[Stored items from a collection]
####################

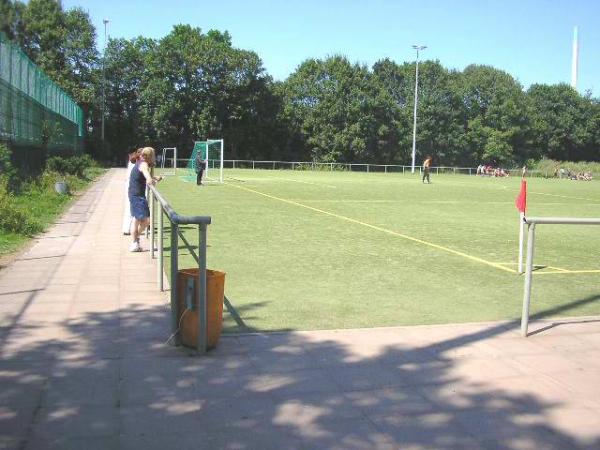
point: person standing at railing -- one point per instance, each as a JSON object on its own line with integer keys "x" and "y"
{"x": 127, "y": 218}
{"x": 200, "y": 165}
{"x": 427, "y": 168}
{"x": 140, "y": 177}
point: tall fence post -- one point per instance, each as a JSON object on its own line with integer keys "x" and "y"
{"x": 152, "y": 211}
{"x": 174, "y": 272}
{"x": 202, "y": 300}
{"x": 160, "y": 251}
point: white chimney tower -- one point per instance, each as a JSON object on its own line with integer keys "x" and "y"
{"x": 575, "y": 61}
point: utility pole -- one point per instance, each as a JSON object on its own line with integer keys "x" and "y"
{"x": 417, "y": 48}
{"x": 105, "y": 21}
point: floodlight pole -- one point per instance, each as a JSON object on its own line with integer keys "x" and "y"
{"x": 417, "y": 48}
{"x": 105, "y": 21}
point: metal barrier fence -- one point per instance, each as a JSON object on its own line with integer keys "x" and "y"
{"x": 164, "y": 209}
{"x": 33, "y": 109}
{"x": 352, "y": 167}
{"x": 531, "y": 223}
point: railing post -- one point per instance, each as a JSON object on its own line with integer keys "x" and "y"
{"x": 152, "y": 208}
{"x": 202, "y": 300}
{"x": 528, "y": 275}
{"x": 160, "y": 250}
{"x": 174, "y": 271}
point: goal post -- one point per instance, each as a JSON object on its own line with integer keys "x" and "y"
{"x": 168, "y": 160}
{"x": 214, "y": 159}
{"x": 531, "y": 225}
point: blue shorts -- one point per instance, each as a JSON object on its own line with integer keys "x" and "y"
{"x": 138, "y": 207}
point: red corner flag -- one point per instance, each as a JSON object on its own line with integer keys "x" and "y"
{"x": 521, "y": 200}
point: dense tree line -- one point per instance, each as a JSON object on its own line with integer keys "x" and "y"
{"x": 193, "y": 85}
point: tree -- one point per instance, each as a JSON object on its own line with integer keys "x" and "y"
{"x": 563, "y": 122}
{"x": 340, "y": 114}
{"x": 496, "y": 119}
{"x": 125, "y": 66}
{"x": 198, "y": 86}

####################

> _Description of the task_
A faithful, complete copy of the entries is required, without the pictures.

> _Result_
point: person standing at railing -- one point per instance, each as a JSON object on its own line with integer keys "x" and "y"
{"x": 127, "y": 218}
{"x": 200, "y": 165}
{"x": 427, "y": 168}
{"x": 140, "y": 177}
point: tall fence post -- one point per instance, each as a JSON object on its own line with integer keys "x" and "y"
{"x": 152, "y": 211}
{"x": 174, "y": 272}
{"x": 202, "y": 300}
{"x": 160, "y": 251}
point: white chimney tower -- one point per instance, each as a JSON object on its own line with integer keys "x" and "y"
{"x": 575, "y": 61}
point: utility pole -- one point per instance, each as a JSON object on its own line with integer keys "x" and "y"
{"x": 417, "y": 48}
{"x": 105, "y": 21}
point: floodlight pole -- one point per instance, each as a JSON object on its own line with integer keys "x" and "y"
{"x": 417, "y": 48}
{"x": 105, "y": 21}
point: metal barrier fence -- one point per instance, each as a JSON object on its own line with integer keys "x" and "y"
{"x": 164, "y": 209}
{"x": 33, "y": 109}
{"x": 352, "y": 167}
{"x": 531, "y": 223}
point: railing post -- one point per instance, each as a JSON object on its own line with integer keys "x" and "y"
{"x": 152, "y": 208}
{"x": 202, "y": 300}
{"x": 528, "y": 275}
{"x": 160, "y": 250}
{"x": 174, "y": 271}
point: goal post -- one point per instance, each as a JSON object on its own line with integer keys "x" and "y"
{"x": 168, "y": 160}
{"x": 214, "y": 159}
{"x": 531, "y": 225}
point: blue shorts -- one point per instance, each as a JSON object on its own line with integer keys "x" and "y"
{"x": 138, "y": 207}
point: red corner flag -- one point per instance, each as a JSON object on its own line with integer keys "x" and "y"
{"x": 521, "y": 200}
point: dense tree line -- one point per instance, each as a JSON object on its own line with integer keys "x" and "y"
{"x": 193, "y": 85}
point: tree -- one point per instance, each as a JSON object on its own line with integer keys "x" and "y"
{"x": 563, "y": 122}
{"x": 340, "y": 114}
{"x": 496, "y": 119}
{"x": 125, "y": 66}
{"x": 198, "y": 86}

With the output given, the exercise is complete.